=== Work required ===
Reproduce the records word for word, from the line that contains "Please provide the mask of every instance of the **eye**." (including that line) through the end of the records.

=== Data provided ===
-------------------------

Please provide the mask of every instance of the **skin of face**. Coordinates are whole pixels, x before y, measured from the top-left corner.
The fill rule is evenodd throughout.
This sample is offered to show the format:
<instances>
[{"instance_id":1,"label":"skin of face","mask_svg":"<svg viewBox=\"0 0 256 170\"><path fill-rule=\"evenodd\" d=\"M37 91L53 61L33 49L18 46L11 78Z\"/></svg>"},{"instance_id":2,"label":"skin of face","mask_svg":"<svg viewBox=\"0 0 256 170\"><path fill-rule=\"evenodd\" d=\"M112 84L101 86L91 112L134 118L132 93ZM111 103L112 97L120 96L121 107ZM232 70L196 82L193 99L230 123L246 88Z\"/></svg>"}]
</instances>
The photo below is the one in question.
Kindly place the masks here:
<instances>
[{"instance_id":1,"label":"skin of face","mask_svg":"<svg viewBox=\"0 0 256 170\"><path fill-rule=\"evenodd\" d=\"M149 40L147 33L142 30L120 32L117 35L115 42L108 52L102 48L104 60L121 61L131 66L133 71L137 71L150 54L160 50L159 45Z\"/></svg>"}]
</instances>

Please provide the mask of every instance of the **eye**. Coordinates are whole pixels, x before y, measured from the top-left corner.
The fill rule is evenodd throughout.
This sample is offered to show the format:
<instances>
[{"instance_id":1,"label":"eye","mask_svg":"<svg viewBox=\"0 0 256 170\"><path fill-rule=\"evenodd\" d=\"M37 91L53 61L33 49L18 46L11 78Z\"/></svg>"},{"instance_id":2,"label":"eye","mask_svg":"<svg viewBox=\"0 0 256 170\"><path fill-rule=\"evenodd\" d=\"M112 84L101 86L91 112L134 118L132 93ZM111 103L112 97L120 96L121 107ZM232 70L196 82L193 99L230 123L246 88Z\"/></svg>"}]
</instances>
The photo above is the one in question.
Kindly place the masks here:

-------------------------

=== Task solution ===
Please provide the mask of every instance of the **eye**. Coordinates are whole pixels, x before y, measured from the top-left corner.
The fill rule is evenodd throughout.
This sample is offered to show the format:
<instances>
[{"instance_id":1,"label":"eye","mask_svg":"<svg viewBox=\"0 0 256 170\"><path fill-rule=\"evenodd\" d=\"M37 91L53 61L33 49L18 46L11 78Z\"/></svg>"},{"instance_id":2,"label":"eye","mask_svg":"<svg viewBox=\"0 0 256 170\"><path fill-rule=\"evenodd\" d=\"M112 84L101 86L91 112L134 118L132 93ZM111 103L112 97L120 96L121 107ZM232 70L196 82L193 99L230 123L246 88Z\"/></svg>"}]
</instances>
The photo above is the one in question.
Kindly place the masks here:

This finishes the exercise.